* Aufgaben
A - Schreiben Sie aus dem Textauszug die Passage nieder, die bei „Du meine Güte!, dachte“ beginnt und bei „Kollegin Lisa Becke.“ endet.
B - Für welches Jahr meldete das Statistische Bundesamt laut Textauszug den stärksten und längsten Rückgang der Reallöhne seit 2008?

* Textauszug
========

Du meine Güte!, dachte ich, als ich diese endzeitlichen Zeilen las. Um Deutschland scheint es wirklich schlecht bestellt zu sein. Allerdings nicht wegen des Streiks – sondern weil dieses grunddemokratische Mittel, das Arbeitnehmern wahre Macht in den Verhandlungen mit ihren Chefs verleiht, so dermaßen kaputtgeredet wird.

Fassen wir doch mal die Fakten zusammen: Die Inflation frisst seit Monaten die Einkommen deutscher Arbeitnehmer auf. Die Verbraucherpreise sind sehr viel stärker gestiegen als die Löhne. Das Statistische Bundesamt meldete deshalb für 2022 den stärksten und längsten Rückgang der Reallöhne seit 2008. Zu den Problemen insgesamt und bei den Eisenbahnern im Speziellen lesen Sie hier mehr von meiner Kollegin Lisa Becke.

Mehr Lohn zu fordern, ist in dieser Lage eigentlich nur logisch. In den vergangenen Jahren aber haben die Arbeitgeber gestöhnt, erst unter der Last der Corona-, dann unter den wirtschaftlichen Folgen der Energiekrise. Stichwort: "Wir haben genug Probleme. Kommt uns bitte jetzt nicht auch noch mit der Forderung nach mehr Geld!"

========

* Datensatz
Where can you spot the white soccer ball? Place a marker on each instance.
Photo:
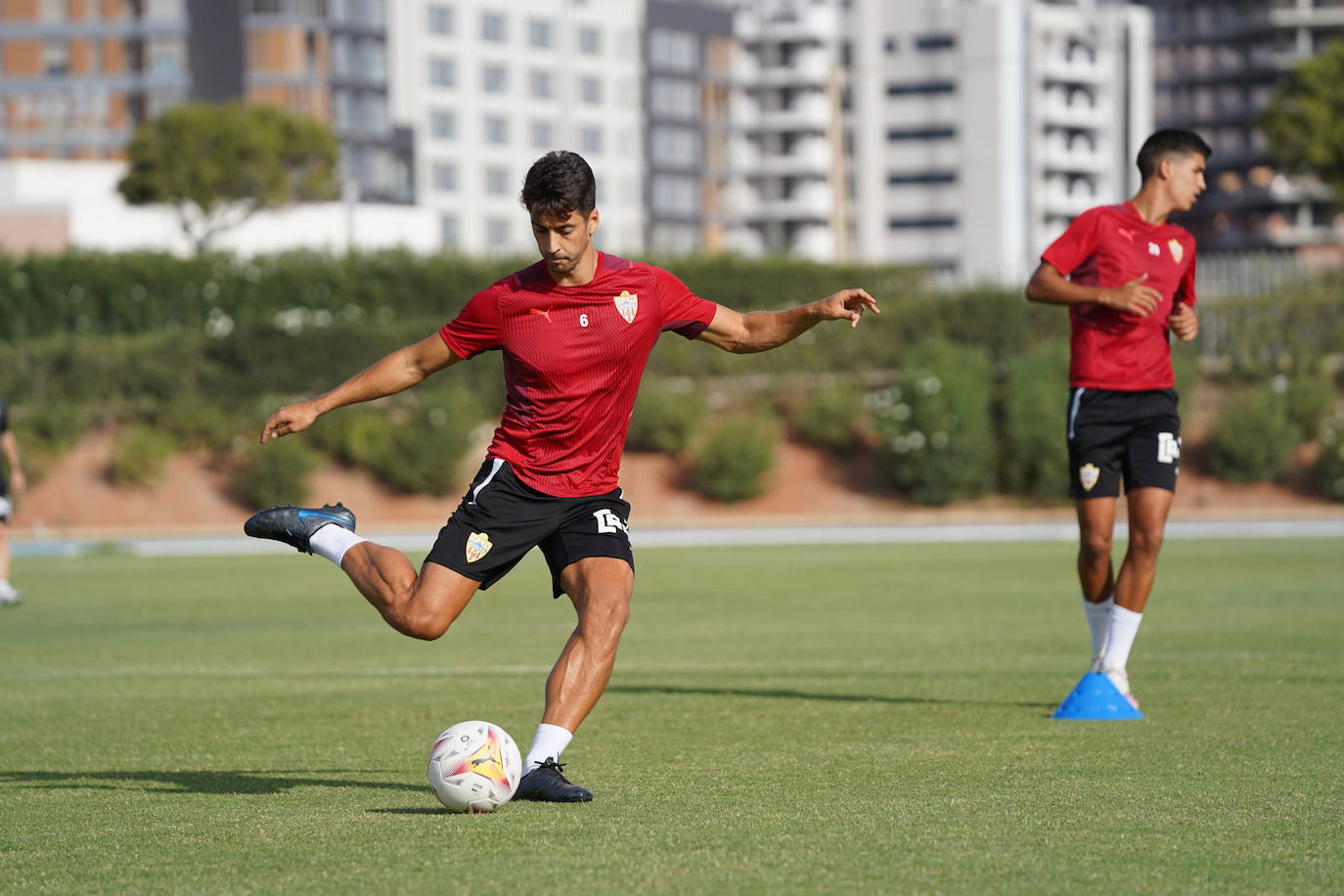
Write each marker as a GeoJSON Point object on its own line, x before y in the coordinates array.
{"type": "Point", "coordinates": [474, 766]}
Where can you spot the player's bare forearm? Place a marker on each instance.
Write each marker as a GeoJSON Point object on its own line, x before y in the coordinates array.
{"type": "Point", "coordinates": [391, 374]}
{"type": "Point", "coordinates": [762, 331]}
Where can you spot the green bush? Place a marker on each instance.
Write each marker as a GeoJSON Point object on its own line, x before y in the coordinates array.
{"type": "Point", "coordinates": [139, 456]}
{"type": "Point", "coordinates": [934, 426]}
{"type": "Point", "coordinates": [665, 416]}
{"type": "Point", "coordinates": [1253, 438]}
{"type": "Point", "coordinates": [276, 473]}
{"type": "Point", "coordinates": [832, 417]}
{"type": "Point", "coordinates": [730, 463]}
{"type": "Point", "coordinates": [1329, 468]}
{"type": "Point", "coordinates": [1032, 454]}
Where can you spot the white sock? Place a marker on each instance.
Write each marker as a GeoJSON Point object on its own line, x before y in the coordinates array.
{"type": "Point", "coordinates": [1124, 626]}
{"type": "Point", "coordinates": [333, 542]}
{"type": "Point", "coordinates": [549, 743]}
{"type": "Point", "coordinates": [1098, 622]}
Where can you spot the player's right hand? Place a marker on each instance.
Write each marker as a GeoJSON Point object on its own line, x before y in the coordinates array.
{"type": "Point", "coordinates": [1132, 298]}
{"type": "Point", "coordinates": [291, 418]}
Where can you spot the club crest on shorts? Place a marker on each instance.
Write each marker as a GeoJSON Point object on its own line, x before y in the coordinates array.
{"type": "Point", "coordinates": [477, 546]}
{"type": "Point", "coordinates": [628, 304]}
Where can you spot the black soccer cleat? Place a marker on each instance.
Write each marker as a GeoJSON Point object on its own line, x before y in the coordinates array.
{"type": "Point", "coordinates": [294, 525]}
{"type": "Point", "coordinates": [546, 784]}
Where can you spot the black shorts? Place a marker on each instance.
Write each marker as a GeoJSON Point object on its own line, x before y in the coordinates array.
{"type": "Point", "coordinates": [500, 518]}
{"type": "Point", "coordinates": [1113, 437]}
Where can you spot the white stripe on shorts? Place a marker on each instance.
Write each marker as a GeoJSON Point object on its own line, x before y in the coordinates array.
{"type": "Point", "coordinates": [1073, 410]}
{"type": "Point", "coordinates": [495, 469]}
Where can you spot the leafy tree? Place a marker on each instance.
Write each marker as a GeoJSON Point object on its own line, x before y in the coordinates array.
{"type": "Point", "coordinates": [1304, 121]}
{"type": "Point", "coordinates": [219, 164]}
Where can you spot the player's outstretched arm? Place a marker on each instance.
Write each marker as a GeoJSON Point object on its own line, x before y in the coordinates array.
{"type": "Point", "coordinates": [762, 331]}
{"type": "Point", "coordinates": [1049, 285]}
{"type": "Point", "coordinates": [395, 373]}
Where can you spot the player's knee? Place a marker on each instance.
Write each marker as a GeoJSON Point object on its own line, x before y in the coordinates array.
{"type": "Point", "coordinates": [1096, 544]}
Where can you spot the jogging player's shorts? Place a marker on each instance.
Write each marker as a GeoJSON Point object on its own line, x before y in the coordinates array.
{"type": "Point", "coordinates": [500, 518]}
{"type": "Point", "coordinates": [1113, 437]}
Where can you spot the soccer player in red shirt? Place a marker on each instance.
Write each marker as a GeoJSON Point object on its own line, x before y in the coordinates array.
{"type": "Point", "coordinates": [1128, 278]}
{"type": "Point", "coordinates": [575, 331]}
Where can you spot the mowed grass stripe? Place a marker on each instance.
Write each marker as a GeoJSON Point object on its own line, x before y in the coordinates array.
{"type": "Point", "coordinates": [841, 719]}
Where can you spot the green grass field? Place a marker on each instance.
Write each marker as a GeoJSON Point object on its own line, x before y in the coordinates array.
{"type": "Point", "coordinates": [867, 719]}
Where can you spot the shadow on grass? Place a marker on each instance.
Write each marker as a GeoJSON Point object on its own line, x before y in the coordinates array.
{"type": "Point", "coordinates": [802, 694]}
{"type": "Point", "coordinates": [194, 782]}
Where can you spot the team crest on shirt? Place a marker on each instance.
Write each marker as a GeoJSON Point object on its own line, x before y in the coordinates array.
{"type": "Point", "coordinates": [628, 304]}
{"type": "Point", "coordinates": [477, 546]}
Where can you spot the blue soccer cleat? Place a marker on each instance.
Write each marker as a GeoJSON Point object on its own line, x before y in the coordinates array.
{"type": "Point", "coordinates": [294, 525]}
{"type": "Point", "coordinates": [546, 784]}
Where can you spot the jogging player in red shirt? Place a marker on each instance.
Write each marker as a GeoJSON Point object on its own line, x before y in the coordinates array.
{"type": "Point", "coordinates": [1128, 278]}
{"type": "Point", "coordinates": [575, 331]}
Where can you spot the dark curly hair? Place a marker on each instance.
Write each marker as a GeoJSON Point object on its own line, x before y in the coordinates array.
{"type": "Point", "coordinates": [560, 184]}
{"type": "Point", "coordinates": [1170, 141]}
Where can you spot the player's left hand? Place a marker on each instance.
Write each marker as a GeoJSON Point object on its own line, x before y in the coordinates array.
{"type": "Point", "coordinates": [847, 305]}
{"type": "Point", "coordinates": [1185, 323]}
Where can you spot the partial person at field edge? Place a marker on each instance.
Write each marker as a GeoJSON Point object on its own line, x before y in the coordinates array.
{"type": "Point", "coordinates": [15, 481]}
{"type": "Point", "coordinates": [1128, 278]}
{"type": "Point", "coordinates": [575, 331]}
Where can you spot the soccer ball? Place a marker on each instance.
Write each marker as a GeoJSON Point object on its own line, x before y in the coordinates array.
{"type": "Point", "coordinates": [474, 766]}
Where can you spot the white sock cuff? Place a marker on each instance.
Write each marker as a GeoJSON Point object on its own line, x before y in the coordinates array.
{"type": "Point", "coordinates": [549, 743]}
{"type": "Point", "coordinates": [333, 542]}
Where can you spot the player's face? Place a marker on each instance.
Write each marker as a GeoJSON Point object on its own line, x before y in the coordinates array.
{"type": "Point", "coordinates": [563, 242]}
{"type": "Point", "coordinates": [1187, 180]}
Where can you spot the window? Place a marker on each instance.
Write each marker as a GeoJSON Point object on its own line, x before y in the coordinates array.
{"type": "Point", "coordinates": [541, 32]}
{"type": "Point", "coordinates": [495, 78]}
{"type": "Point", "coordinates": [590, 40]}
{"type": "Point", "coordinates": [904, 179]}
{"type": "Point", "coordinates": [590, 90]}
{"type": "Point", "coordinates": [541, 85]}
{"type": "Point", "coordinates": [444, 176]}
{"type": "Point", "coordinates": [679, 147]}
{"type": "Point", "coordinates": [933, 132]}
{"type": "Point", "coordinates": [492, 27]}
{"type": "Point", "coordinates": [590, 140]}
{"type": "Point", "coordinates": [920, 89]}
{"type": "Point", "coordinates": [495, 129]}
{"type": "Point", "coordinates": [935, 42]}
{"type": "Point", "coordinates": [929, 222]}
{"type": "Point", "coordinates": [543, 135]}
{"type": "Point", "coordinates": [441, 71]}
{"type": "Point", "coordinates": [672, 97]}
{"type": "Point", "coordinates": [439, 19]}
{"type": "Point", "coordinates": [674, 50]}
{"type": "Point", "coordinates": [496, 182]}
{"type": "Point", "coordinates": [442, 124]}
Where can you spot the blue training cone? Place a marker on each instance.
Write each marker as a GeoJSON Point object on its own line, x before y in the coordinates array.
{"type": "Point", "coordinates": [1096, 698]}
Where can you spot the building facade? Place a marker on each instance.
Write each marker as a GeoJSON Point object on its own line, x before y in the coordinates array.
{"type": "Point", "coordinates": [78, 75]}
{"type": "Point", "coordinates": [978, 129]}
{"type": "Point", "coordinates": [492, 85]}
{"type": "Point", "coordinates": [1217, 67]}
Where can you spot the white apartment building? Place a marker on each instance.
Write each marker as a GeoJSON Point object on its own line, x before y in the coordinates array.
{"type": "Point", "coordinates": [980, 128]}
{"type": "Point", "coordinates": [491, 85]}
{"type": "Point", "coordinates": [787, 190]}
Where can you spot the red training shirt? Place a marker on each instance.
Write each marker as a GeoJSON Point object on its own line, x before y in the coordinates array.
{"type": "Point", "coordinates": [1110, 246]}
{"type": "Point", "coordinates": [573, 360]}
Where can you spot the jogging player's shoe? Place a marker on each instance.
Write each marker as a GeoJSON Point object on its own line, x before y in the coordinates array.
{"type": "Point", "coordinates": [546, 784]}
{"type": "Point", "coordinates": [1120, 679]}
{"type": "Point", "coordinates": [294, 525]}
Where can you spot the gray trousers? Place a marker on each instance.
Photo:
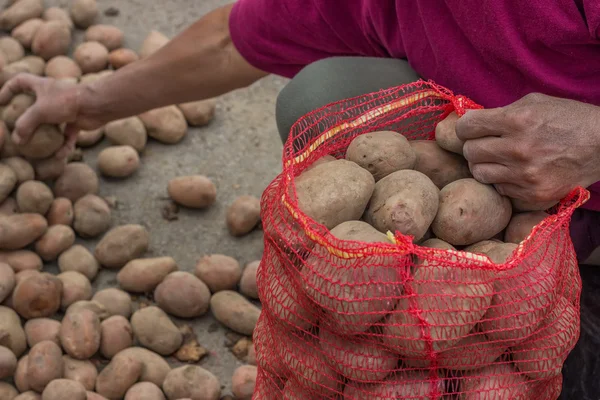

========

* Ergebnisse
A -
Du meine Güte!, dachte ich, als ich diese endzeitlichen Zeilen las. Um Deutschland scheint es wirklich schlecht bestellt zu sein. Allerdings nicht wegen des Streiks – sondern weil dieses grunddemokratische Mittel, das Arbeitnehmern wahre Macht in den Verhandlungen mit ihren Chefs verleiht, so dermaßen kaputtgeredet wird.

Fassen wir doch mal die Fakten zusammen: Die Inflation frisst seit Monaten die Einkommen deutscher Arbeitnehmer auf. Die Verbraucherpreise sind sehr viel stärker gestiegen als die Löhne. Das Statistische Bundesamt meldete deshalb für 2022 den stärksten und längsten Rückgang der Reallöhne seit 2008. Zu den Problemen insgesamt und bei den Eisenbahnern im Speziellen lesen Sie hier mehr von meiner Kollegin Lisa Becke.

B - Für das Jahr 2022.